(Point annotation records)
........

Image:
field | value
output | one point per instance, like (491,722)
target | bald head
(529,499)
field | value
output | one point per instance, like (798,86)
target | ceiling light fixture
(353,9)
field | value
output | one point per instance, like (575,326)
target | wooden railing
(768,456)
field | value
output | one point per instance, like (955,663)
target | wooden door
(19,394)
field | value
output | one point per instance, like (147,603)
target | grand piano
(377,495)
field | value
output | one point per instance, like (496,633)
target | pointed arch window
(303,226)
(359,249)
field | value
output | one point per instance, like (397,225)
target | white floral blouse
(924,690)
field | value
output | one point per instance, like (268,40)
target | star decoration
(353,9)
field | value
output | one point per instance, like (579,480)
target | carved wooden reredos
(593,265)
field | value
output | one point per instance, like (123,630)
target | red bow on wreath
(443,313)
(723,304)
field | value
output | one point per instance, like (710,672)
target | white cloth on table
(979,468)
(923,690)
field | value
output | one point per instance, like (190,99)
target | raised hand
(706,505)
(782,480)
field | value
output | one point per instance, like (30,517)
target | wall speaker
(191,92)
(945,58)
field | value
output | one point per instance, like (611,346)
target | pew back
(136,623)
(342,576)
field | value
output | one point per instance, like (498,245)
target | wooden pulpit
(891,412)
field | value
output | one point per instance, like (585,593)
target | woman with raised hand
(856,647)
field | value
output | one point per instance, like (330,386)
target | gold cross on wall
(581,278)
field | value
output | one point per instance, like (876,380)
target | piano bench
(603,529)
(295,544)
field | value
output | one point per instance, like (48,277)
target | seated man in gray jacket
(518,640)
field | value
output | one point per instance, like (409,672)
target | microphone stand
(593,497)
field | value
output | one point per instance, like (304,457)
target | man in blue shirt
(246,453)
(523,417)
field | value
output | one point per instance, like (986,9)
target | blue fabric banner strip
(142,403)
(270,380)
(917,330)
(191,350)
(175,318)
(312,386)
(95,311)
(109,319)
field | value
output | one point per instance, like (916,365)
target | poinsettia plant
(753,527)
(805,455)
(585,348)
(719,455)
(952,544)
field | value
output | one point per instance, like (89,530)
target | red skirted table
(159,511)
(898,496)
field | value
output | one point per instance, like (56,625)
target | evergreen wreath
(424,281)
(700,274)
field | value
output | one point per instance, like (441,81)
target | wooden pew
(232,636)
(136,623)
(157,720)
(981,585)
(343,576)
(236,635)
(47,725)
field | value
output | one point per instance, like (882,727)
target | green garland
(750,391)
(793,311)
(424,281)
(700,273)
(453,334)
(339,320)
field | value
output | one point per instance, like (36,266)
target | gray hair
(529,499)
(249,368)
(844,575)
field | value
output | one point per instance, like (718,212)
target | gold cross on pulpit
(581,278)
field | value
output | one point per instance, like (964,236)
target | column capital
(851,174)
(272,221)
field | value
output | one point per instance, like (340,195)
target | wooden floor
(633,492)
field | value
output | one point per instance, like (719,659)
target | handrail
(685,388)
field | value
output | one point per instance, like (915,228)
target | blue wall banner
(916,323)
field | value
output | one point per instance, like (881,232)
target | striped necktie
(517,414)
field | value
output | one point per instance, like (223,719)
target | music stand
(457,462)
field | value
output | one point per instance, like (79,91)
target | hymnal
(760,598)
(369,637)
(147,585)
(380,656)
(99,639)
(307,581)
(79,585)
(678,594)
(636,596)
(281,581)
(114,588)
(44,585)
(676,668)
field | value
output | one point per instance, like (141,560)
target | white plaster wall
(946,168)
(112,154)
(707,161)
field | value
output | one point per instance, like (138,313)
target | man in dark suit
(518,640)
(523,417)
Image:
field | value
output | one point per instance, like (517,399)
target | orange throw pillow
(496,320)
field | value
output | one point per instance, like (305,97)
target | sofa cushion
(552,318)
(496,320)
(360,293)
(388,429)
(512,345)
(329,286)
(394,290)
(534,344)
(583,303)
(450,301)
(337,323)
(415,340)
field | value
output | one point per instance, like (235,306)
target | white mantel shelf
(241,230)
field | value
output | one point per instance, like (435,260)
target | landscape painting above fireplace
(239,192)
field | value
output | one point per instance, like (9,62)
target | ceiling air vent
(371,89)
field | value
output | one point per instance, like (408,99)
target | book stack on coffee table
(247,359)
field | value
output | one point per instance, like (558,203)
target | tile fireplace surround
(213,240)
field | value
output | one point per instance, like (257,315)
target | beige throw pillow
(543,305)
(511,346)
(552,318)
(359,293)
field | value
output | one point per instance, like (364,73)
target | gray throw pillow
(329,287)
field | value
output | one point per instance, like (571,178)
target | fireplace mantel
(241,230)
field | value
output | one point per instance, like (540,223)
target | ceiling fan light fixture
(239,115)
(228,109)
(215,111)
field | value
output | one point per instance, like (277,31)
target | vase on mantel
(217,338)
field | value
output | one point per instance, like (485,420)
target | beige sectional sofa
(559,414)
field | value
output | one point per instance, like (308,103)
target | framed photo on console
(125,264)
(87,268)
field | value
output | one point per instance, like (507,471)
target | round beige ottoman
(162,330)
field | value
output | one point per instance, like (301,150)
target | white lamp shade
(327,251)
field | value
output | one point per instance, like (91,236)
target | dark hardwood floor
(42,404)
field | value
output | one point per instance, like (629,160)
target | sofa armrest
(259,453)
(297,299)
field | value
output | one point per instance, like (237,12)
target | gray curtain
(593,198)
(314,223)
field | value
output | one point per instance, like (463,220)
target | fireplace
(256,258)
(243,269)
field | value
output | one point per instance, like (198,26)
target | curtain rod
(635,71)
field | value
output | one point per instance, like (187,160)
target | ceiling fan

........

- **WORK TO DO**: Each line of the material above needs to be quoted exactly, please.

- **ANSWER TO THIS PROBLEM**:
Image:
field | value
output | one point per instance, like (491,722)
target | bald head
(529,499)
field | value
output | one point per instance, like (798,86)
target | ceiling light fixture
(353,9)
field | value
output | one point per instance, like (575,326)
target | wooden railing
(768,456)
field | value
output | one point per instance, like (955,663)
target | wooden door
(19,394)
field | value
output | one point per instance, like (147,603)
target | grand piano
(377,495)
field | value
output | one point per instance, like (496,633)
target | pointed arch window
(303,226)
(359,249)
field | value
output | one point per instance, like (397,225)
target | white floral blouse
(924,690)
field | value
output | one point per instance, like (268,40)
target | star decoration
(353,9)
field | value
output | one point per instance, like (579,480)
target | carved wooden reredos
(593,265)
field | value
output | one point per instance, like (123,630)
target | red bow on wreath
(443,313)
(723,304)
field | value
output | one point per instance, like (710,672)
target | white cloth on table
(979,468)
(923,690)
field | value
output | one point per instance, like (190,99)
target | raised hand
(706,505)
(782,480)
field | value
output | one point per instance, like (30,517)
target | wall speaker
(191,92)
(945,58)
field | value
output | one point per instance, like (611,346)
target | pew back
(136,623)
(342,576)
field | value
output | one point per instance, like (498,245)
target | wooden pulpit
(891,412)
field | value
output | one point per instance, like (585,593)
target | woman with raised hand
(856,647)
field | value
output | one point per instance, like (330,386)
target | gold cross on wall
(581,278)
field | value
output | one point per instance, like (876,380)
target | piano bench
(603,529)
(295,544)
field | value
output | one point per instance, like (48,277)
target | seated man in gray jacket
(518,640)
field | value
output | one point per instance, like (409,672)
target | microphone stand
(593,497)
field | value
output | one point per instance, like (304,457)
target | man in blue shirt
(246,453)
(523,417)
field | value
output | one point per instance, like (986,9)
target | blue fabric banner strip
(142,403)
(270,380)
(917,330)
(191,350)
(175,318)
(312,386)
(95,311)
(109,319)
field | value
output | one point per instance, like (916,365)
target | poinsettia plant
(753,527)
(805,455)
(585,348)
(719,455)
(952,544)
field | value
output | one point per instance, like (89,530)
target | red skirted table
(159,511)
(898,496)
field | value
output | one point per instance, like (56,625)
target | evergreen wreath
(424,281)
(700,274)
field | value
output | one point per instance, like (441,81)
target | wooden pew
(232,636)
(136,623)
(157,720)
(981,585)
(343,576)
(236,635)
(47,725)
field | value
output | one point per instance, like (882,727)
target | green garland
(750,391)
(793,311)
(424,281)
(700,273)
(453,334)
(339,320)
field | value
output | one point per instance, like (36,266)
target | gray hair
(529,499)
(249,368)
(844,575)
field | value
output | one point per instance, like (718,212)
target | gold cross on pulpit
(581,278)
field | value
output | one point per instance, like (964,236)
target | column capital
(851,174)
(272,221)
field | value
output | one point per instance, like (340,195)
target | wooden floor
(633,492)
field | value
output | one point per instance, like (719,659)
target | handrail
(685,388)
field | value
output | one point per instance, like (915,228)
target | blue wall banner
(916,323)
field | value
output | one point per instance, like (881,232)
target | striped necktie
(517,414)
field | value
output | one point per instance, like (223,719)
target | music stand
(457,462)
field | value
output | one point per instance, like (79,91)
target | hymnal
(760,598)
(369,637)
(147,585)
(380,656)
(99,639)
(307,581)
(79,585)
(678,594)
(636,596)
(281,581)
(114,588)
(44,585)
(676,668)
field | value
output | one point per instance, like (141,560)
target | white plaster wall
(946,168)
(112,154)
(707,161)
field | value
output | one point per instance, like (138,313)
target | man in dark suit
(518,640)
(523,417)
Image:
field | value
output | one point per instance, like (517,399)
target | orange throw pillow
(496,320)
field | value
output | one point per instance, like (305,97)
target | sofa cushion
(552,318)
(496,320)
(360,293)
(388,429)
(512,345)
(329,286)
(394,290)
(534,344)
(583,303)
(450,301)
(337,323)
(415,340)
field | value
output | one point per instance, like (235,306)
target | white mantel shelf
(241,230)
field | value
output | one point per instance, like (435,260)
target | landscape painting above fireplace
(239,192)
field | value
output | one point per instance, like (9,62)
target | ceiling air vent
(371,89)
field | value
output | one point per instance, like (408,99)
target | book stack on coffee table
(247,359)
field | value
output | one point per instance, like (558,203)
target | tile fireplace surround
(213,240)
field | value
output | one point per instance, like (257,315)
target | beige throw pillow
(543,305)
(511,346)
(552,318)
(359,293)
field | value
output | one point per instance, like (364,73)
target | gray throw pillow
(329,287)
field | value
output | one point per instance, like (571,178)
target | fireplace mantel
(241,230)
field | value
output | one point per instance, like (540,223)
target | ceiling fan light fixture
(239,115)
(228,109)
(215,111)
field | value
output | one point per instance, like (277,31)
target | vase on mantel
(217,338)
field | value
output | one point per instance, like (485,420)
target | beige sectional sofa
(559,414)
field | value
output | one point per instance, like (308,103)
target | framed photo on console
(125,264)
(87,268)
field | value
output | one point per instance, like (507,471)
target | round beige ottoman
(162,330)
field | value
output | one point per instance, like (301,150)
target | white lamp shade
(327,251)
field | value
output | one point per instance, like (91,236)
target | dark hardwood floor
(42,404)
field | value
output | one point per instance, like (629,160)
target | sofa armrest
(259,453)
(297,299)
field | value
output | one point per instance, like (237,12)
target | gray curtain
(593,198)
(314,223)
field | value
output | one point per instance, like (463,220)
target | fireplace
(256,258)
(243,269)
field | value
output | one point per instance, like (198,26)
target | curtain rod
(635,71)
field | value
output | one point per instance, like (187,160)
target | ceiling fan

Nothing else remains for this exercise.